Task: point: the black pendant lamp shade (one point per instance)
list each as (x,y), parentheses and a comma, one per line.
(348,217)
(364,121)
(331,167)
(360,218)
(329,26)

+ + +

Problem to work on: Line by line, copy the data above.

Written response:
Task: point: the black pendant lamp shade (one point per instance)
list each as (x,y), parentheses and a comma, one per line.
(348,217)
(364,121)
(331,167)
(360,218)
(329,26)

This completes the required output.